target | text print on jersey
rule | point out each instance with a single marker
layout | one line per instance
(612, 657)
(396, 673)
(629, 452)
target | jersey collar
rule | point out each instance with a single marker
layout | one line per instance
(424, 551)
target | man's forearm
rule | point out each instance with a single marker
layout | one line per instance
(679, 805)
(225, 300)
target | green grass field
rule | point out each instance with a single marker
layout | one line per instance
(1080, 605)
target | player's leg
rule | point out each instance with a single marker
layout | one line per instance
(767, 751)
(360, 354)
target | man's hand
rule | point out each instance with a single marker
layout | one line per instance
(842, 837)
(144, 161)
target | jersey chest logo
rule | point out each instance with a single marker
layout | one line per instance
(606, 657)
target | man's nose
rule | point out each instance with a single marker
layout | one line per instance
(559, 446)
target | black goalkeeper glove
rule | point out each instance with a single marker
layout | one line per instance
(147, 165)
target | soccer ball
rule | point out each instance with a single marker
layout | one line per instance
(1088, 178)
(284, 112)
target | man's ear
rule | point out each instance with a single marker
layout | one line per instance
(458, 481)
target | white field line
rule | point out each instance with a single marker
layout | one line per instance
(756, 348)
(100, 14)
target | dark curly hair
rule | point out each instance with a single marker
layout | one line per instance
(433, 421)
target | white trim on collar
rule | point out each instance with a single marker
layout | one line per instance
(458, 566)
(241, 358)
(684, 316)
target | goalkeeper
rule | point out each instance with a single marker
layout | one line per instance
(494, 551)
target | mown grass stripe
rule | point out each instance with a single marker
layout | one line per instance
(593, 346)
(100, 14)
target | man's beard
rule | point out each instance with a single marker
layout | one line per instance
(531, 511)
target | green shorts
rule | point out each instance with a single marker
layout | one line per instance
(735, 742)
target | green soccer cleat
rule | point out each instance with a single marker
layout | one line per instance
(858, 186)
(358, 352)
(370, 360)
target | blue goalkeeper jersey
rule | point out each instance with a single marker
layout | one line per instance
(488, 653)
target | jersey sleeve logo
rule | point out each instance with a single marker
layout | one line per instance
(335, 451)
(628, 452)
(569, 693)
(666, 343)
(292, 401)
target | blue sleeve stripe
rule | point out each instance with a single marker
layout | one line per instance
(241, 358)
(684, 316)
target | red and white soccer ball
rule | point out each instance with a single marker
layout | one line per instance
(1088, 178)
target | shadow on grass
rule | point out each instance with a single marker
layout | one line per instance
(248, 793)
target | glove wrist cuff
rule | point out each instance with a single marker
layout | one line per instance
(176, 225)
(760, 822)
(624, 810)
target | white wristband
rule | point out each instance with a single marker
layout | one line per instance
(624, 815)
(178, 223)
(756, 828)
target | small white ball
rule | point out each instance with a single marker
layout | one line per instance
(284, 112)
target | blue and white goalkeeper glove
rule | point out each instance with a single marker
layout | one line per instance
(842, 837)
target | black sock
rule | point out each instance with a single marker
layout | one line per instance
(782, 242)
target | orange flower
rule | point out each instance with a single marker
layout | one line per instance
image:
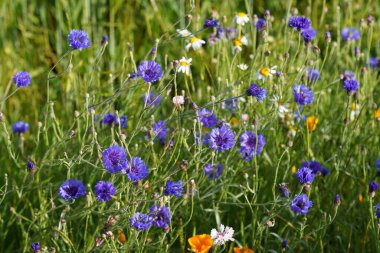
(243, 250)
(312, 122)
(200, 243)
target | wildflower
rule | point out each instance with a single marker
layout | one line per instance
(141, 221)
(308, 34)
(301, 204)
(211, 23)
(149, 71)
(255, 91)
(213, 171)
(151, 99)
(160, 216)
(266, 72)
(243, 250)
(184, 65)
(72, 189)
(299, 23)
(221, 138)
(351, 86)
(178, 101)
(160, 131)
(222, 235)
(195, 43)
(350, 33)
(251, 145)
(302, 95)
(312, 122)
(22, 79)
(114, 159)
(137, 169)
(207, 118)
(200, 243)
(20, 127)
(174, 188)
(241, 18)
(104, 191)
(78, 39)
(313, 75)
(305, 175)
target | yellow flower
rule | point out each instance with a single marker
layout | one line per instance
(243, 250)
(200, 243)
(312, 122)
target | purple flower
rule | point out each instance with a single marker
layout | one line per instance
(22, 79)
(78, 39)
(351, 86)
(221, 138)
(301, 204)
(211, 23)
(160, 131)
(213, 171)
(104, 191)
(173, 188)
(302, 95)
(160, 216)
(305, 175)
(141, 221)
(308, 34)
(72, 189)
(251, 145)
(20, 127)
(149, 71)
(137, 169)
(255, 91)
(207, 118)
(114, 159)
(299, 23)
(350, 33)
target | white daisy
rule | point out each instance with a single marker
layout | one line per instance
(241, 18)
(223, 235)
(184, 65)
(195, 43)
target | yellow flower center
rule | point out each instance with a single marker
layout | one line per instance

◇ ◇ ◇

Please print all the data above word for word. Pictures should not appear in the copy.

**Result**:
target | text print on jersey
rule | point out each instance with a single marker
layout | one line per instance
(612, 657)
(396, 673)
(629, 452)
target | jersey collar
rule | point out each instance with a single marker
layout | one line per instance
(424, 551)
target | man's forearm
rule | point out each instance with a single marker
layout | one line per instance
(679, 805)
(225, 300)
target | green grass field
rule | point out each instance with a single marker
layout | one line per instance
(1080, 605)
target | player's leg
rule | point out each instance with a single marker
layout | one line per instance
(767, 751)
(360, 354)
target | man's hand
rule | point out each instance with a single marker
layout | one line per instance
(842, 837)
(144, 161)
target | jersey chest logo
rule | point out each instance with a single marker
layout | one line per instance
(606, 657)
target | man's nose
rule | point out each instance with a single marker
layout | one line per instance
(559, 446)
target | black goalkeeper glove
rule | point out each instance with a single marker
layout | one line per instance
(147, 165)
target | soccer ball
rule | point out each instance with a single marker
layout | one line per instance
(1088, 178)
(284, 112)
target | man's ear
rule | point out each instance with a single marker
layout | one line per instance
(458, 481)
target | white field line
rule | point out each instance with a single marker
layout | one line per instance
(756, 348)
(100, 14)
target | dark curly hair
rule | point out each instance with a single marker
layout | one line per instance
(433, 421)
target | white trim on collar
rule | point out each instance with a single marker
layout | one line per instance
(458, 566)
(241, 358)
(684, 316)
target | goalkeeper
rule | point out each instance with a single marker
layout | one line per instance
(494, 551)
target | mown grass stripe
rule | point out each instance with a single marker
layout | one line per instance
(593, 346)
(100, 14)
target | man's beard
rule | point out each instance with a single marker
layout | one line per instance
(531, 511)
target | green shorts
rule | point out each instance with a single marker
layout | one line per instance
(735, 742)
target | green soccer cleat
rule | point out each instance with a single marker
layout | one line per instance
(858, 186)
(358, 352)
(370, 360)
target | blue goalkeeper jersey
rule | point out each instance with a single marker
layout | one line per instance
(488, 653)
target | jersey sleeve logo
rule | point out each instance with a single marker
layout | one line per instance
(335, 451)
(628, 452)
(569, 693)
(666, 343)
(292, 401)
target | blue sleeve stripe
rule | point out each instance with a single marker
layout | one line per instance
(241, 358)
(684, 316)
target | red and white soccer ball
rule | point out each instance with a single marker
layout | one line per instance
(1088, 178)
target | shadow on grass
rule | point out each instance with a single marker
layout | one line per instance
(248, 793)
target | glove wrist cuff
rule | point out each instance with a single marker
layout | one line per instance
(176, 225)
(760, 822)
(624, 810)
target | white wristband
rule | point out each instance with a single marker
layout | one line per instance
(624, 815)
(178, 223)
(756, 828)
target | small white ball
rule | point out each instance with a single marker
layout | one line per instance
(284, 112)
target | blue and white goalkeeper glove
rule | point out each instance with a single marker
layout | one line per instance
(842, 837)
target | black sock
rule | point out each instance with a single marker
layout | one line per instance
(782, 242)
target | orange flower
rule | point out each instance with a single marker
layout | one line per instance
image:
(243, 250)
(312, 122)
(200, 243)
target | wildflower
rule | point out each instance with a single marker
layout | one line per instance
(141, 221)
(308, 34)
(301, 204)
(211, 23)
(149, 71)
(255, 91)
(213, 171)
(151, 99)
(160, 216)
(266, 72)
(243, 250)
(184, 65)
(72, 189)
(299, 23)
(221, 138)
(351, 86)
(178, 101)
(160, 131)
(222, 235)
(195, 43)
(350, 33)
(251, 145)
(302, 95)
(312, 122)
(22, 79)
(114, 159)
(137, 169)
(207, 118)
(200, 243)
(20, 127)
(174, 188)
(241, 18)
(104, 191)
(78, 39)
(313, 75)
(305, 175)
target | yellow flower
rule | point out each instance with a single marker
layout | one line per instance
(243, 250)
(200, 243)
(312, 122)
target | purple flower
rule | point out each instance with a single marker
layout | one line per instance
(22, 79)
(78, 39)
(351, 86)
(221, 138)
(301, 204)
(211, 23)
(160, 131)
(213, 171)
(104, 191)
(173, 188)
(302, 95)
(160, 216)
(305, 175)
(141, 221)
(308, 34)
(72, 189)
(251, 145)
(20, 127)
(149, 71)
(137, 169)
(255, 91)
(207, 118)
(114, 159)
(299, 23)
(350, 33)
target | white daisy
rule | point out each instance with a single marker
layout | one line per instance
(241, 18)
(223, 235)
(184, 65)
(195, 43)
target | yellow flower center
rule | point out each instance with a single marker
layout | one line per instance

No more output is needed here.